• _Assignment_: No images, please. Copy each entry below exactly as it reads.

Dataset entries:
--- --- ---

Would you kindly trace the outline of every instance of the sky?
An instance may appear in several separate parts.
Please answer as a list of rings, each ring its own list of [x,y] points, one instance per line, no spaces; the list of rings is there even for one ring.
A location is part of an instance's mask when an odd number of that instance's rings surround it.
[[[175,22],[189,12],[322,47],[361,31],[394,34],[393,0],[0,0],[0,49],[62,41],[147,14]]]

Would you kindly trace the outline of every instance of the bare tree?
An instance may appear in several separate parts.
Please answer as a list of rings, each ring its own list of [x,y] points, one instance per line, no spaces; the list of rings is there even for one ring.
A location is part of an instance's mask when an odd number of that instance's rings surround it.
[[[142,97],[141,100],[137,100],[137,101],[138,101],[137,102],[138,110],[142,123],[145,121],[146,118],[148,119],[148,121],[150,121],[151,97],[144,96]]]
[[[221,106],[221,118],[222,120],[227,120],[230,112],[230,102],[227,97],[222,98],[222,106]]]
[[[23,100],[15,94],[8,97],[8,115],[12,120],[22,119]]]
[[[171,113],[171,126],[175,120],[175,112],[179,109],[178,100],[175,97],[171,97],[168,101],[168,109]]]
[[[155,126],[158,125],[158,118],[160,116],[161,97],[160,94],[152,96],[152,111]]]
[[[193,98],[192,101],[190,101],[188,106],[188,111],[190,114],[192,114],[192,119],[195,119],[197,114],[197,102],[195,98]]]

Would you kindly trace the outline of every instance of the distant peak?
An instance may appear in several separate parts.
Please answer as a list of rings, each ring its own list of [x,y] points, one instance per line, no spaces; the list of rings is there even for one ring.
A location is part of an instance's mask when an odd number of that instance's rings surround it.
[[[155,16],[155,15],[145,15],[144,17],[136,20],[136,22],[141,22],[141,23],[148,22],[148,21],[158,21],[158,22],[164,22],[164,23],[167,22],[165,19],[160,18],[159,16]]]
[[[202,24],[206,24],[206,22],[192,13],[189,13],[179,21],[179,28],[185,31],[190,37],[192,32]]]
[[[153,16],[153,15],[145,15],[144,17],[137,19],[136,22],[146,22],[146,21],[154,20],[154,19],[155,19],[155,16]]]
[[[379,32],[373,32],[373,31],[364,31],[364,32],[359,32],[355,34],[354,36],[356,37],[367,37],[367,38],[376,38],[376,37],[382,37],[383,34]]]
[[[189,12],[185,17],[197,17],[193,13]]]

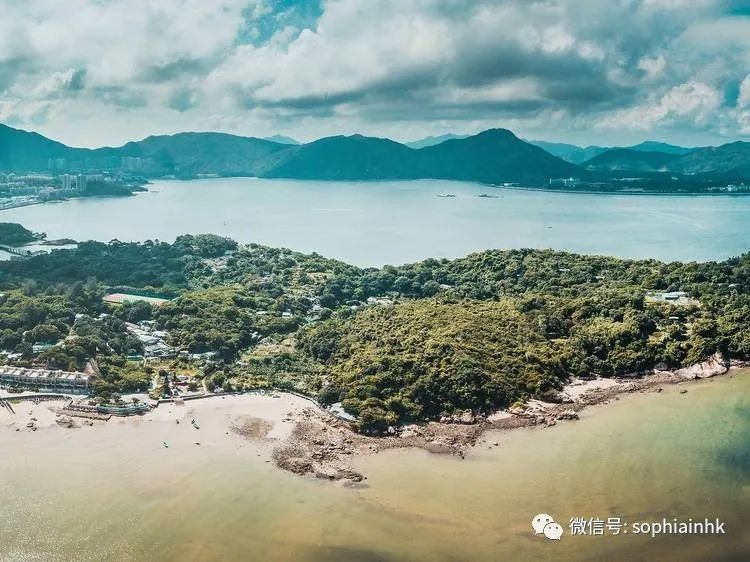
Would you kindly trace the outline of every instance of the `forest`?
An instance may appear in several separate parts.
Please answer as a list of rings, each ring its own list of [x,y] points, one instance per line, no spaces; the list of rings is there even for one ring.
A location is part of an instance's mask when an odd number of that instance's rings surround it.
[[[294,389],[342,402],[369,431],[555,400],[572,375],[750,358],[750,255],[664,263],[490,250],[362,269],[185,235],[6,261],[0,290],[0,350],[18,364],[95,359],[96,392],[143,390],[160,367],[126,360],[142,345],[123,326],[151,320],[176,349],[212,354],[193,368],[209,389]],[[112,307],[102,302],[112,291],[170,301]]]

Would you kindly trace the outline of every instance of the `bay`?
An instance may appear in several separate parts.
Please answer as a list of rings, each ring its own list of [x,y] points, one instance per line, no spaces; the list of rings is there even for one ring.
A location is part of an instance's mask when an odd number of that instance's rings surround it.
[[[741,196],[252,178],[155,181],[147,193],[129,198],[73,199],[0,212],[0,220],[46,232],[50,239],[171,242],[180,234],[215,233],[360,266],[510,248],[721,260],[750,249],[748,216],[750,197]]]

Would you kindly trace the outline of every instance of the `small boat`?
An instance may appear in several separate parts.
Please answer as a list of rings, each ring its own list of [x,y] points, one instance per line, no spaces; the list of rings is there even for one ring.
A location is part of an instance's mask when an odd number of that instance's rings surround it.
[[[438,197],[455,197],[455,193],[439,193]]]
[[[169,449],[169,445],[166,441],[162,441],[161,444],[164,446],[165,449]]]

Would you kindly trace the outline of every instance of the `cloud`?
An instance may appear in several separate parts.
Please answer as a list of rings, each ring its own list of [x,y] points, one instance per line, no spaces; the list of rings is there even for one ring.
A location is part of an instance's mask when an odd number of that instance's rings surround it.
[[[740,84],[740,92],[737,96],[738,107],[750,107],[750,74],[745,76],[745,79]]]
[[[731,137],[750,111],[740,5],[5,1],[0,120],[89,145],[201,128]]]
[[[649,103],[631,107],[607,116],[604,127],[633,128],[650,131],[661,123],[673,124],[676,120],[705,125],[721,105],[719,92],[702,82],[686,82]]]

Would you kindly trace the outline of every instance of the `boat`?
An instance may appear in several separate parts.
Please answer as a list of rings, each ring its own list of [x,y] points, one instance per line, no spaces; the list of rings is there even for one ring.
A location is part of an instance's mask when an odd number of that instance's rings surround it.
[[[454,193],[439,193],[438,197],[455,197]]]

--- --- ---

• _Answer for the task_:
Would you kindly trace the outline of every instance of the sky?
An instance may appear in several separate parts.
Please answer as a list of rings, each ring its own list of [x,y] points, one instance per line, no spaces; the list of rings is there even for one ring.
A location is part of an instance's mask when an odd number of that instance's rings surround it.
[[[175,22],[189,12],[322,47],[361,31],[394,34],[393,0],[0,0],[0,49],[62,41],[147,14]]]

Would you kindly trace the outline of every instance of the bare tree?
An instance may appear in several separate parts.
Please answer as a list of rings, each ring its own list of [x,y] points, one instance per line, no spaces; the list of rings is there even for one ring.
A location is part of an instance's mask when an odd number of that instance's rings surround it.
[[[142,97],[141,100],[137,100],[137,101],[138,101],[137,102],[138,110],[142,123],[145,121],[146,118],[148,119],[148,121],[150,121],[151,97],[144,96]]]
[[[221,106],[221,118],[222,120],[227,120],[230,112],[230,102],[227,97],[222,98],[222,106]]]
[[[23,100],[15,94],[8,97],[8,115],[12,120],[22,119]]]
[[[171,113],[171,126],[175,120],[175,112],[179,109],[178,100],[175,97],[171,97],[168,101],[168,109]]]
[[[155,126],[158,125],[158,118],[160,116],[161,97],[160,94],[152,96],[152,111]]]
[[[193,98],[192,101],[190,101],[188,106],[188,111],[190,114],[192,114],[192,119],[195,119],[197,114],[197,102],[195,98]]]

Would you kindly trace the outline of every instance of the distant peak?
An instance may appear in several separate parts.
Please answer as a list of rings, each ring its own list of [x,y] points, one instance per line, no spaces; the list of rings is there even for one ring.
A location is part of an instance's mask when an odd number of that instance's rings surround it.
[[[155,16],[155,15],[145,15],[144,17],[136,20],[136,22],[141,22],[141,23],[148,22],[148,21],[158,21],[158,22],[164,22],[164,23],[167,22],[165,19],[160,18],[159,16]]]
[[[202,24],[206,24],[206,22],[192,13],[189,13],[179,21],[179,28],[185,31],[190,37],[192,32]]]
[[[153,16],[153,15],[145,15],[144,17],[137,19],[136,22],[146,22],[146,21],[154,20],[154,19],[155,19],[155,16]]]
[[[379,32],[373,32],[373,31],[364,31],[364,32],[359,32],[355,34],[354,36],[356,37],[367,37],[367,38],[376,38],[376,37],[382,37],[383,34]]]
[[[189,12],[185,17],[197,17],[193,13]]]

Would you kindly trace the outline of every instance of the `forest`?
An instance may appear in several separate parts.
Please answer as a list of rings, each ring its own list of [x,y] points, one instance per line, no spaces; the list of rings is there even for one ring.
A location is part of an instance's mask when an odd number of that instance's rings surround it.
[[[294,389],[342,402],[369,431],[555,400],[572,375],[750,358],[750,255],[664,263],[490,250],[362,269],[185,235],[6,261],[0,290],[0,350],[18,364],[95,359],[96,392],[143,390],[160,367],[126,360],[142,345],[123,326],[151,320],[176,349],[212,354],[193,368],[209,389]],[[112,307],[102,302],[112,291],[170,301]]]

Would you kindly trace the outline of every instance of the `bay`?
An instance may appear in several separate parts.
Please answer as a list of rings, each ring its own list of [x,y] points, one instance per line, no spaces; the list of rings is there even for one ring.
A location is part of an instance's mask when an odd number of that instance's rings surround it.
[[[741,196],[252,178],[155,181],[147,193],[129,198],[73,199],[0,212],[0,220],[46,232],[50,239],[171,242],[180,234],[215,233],[360,266],[510,248],[721,260],[750,249],[748,216],[750,197]]]

Would you kindly trace the outline of every instance of the `small boat`?
An instance may appear in several separate parts.
Please answer as a list of rings, each ring its own list of [x,y] points, one instance per line, no spaces; the list of rings is there even for one ring.
A location is part of an instance's mask when an odd number of that instance's rings surround it.
[[[438,197],[455,197],[455,193],[439,193]]]
[[[169,449],[169,445],[166,441],[162,441],[161,444],[164,446],[165,449]]]

Would you kindly trace the outline of every instance of the `cloud`?
An instance may appear in several separate parts.
Please answer as a list of rings, each ring its own list of [x,y] points, one instance per line, no spaces; the list of rings is there even for one ring.
A location is part of an instance's mask when an odd number of that instance's rings surround it.
[[[740,84],[740,92],[737,96],[738,107],[750,107],[750,74],[745,76],[745,79]]]
[[[731,137],[750,111],[740,5],[5,1],[0,120],[89,145],[201,128]]]
[[[649,103],[631,107],[607,116],[604,127],[633,128],[650,131],[661,123],[673,124],[676,120],[705,125],[721,105],[719,92],[702,82],[686,82]]]

Would you kindly trace the outline of every instance of the `boat`?
An instance may appear in several separate parts.
Please answer as a list of rings, each ring its own list of [x,y] points, one instance per line, no spaces; the list of rings is there even for one ring.
A location is part of an instance's mask when an odd number of that instance's rings surround it.
[[[454,193],[439,193],[438,197],[455,197]]]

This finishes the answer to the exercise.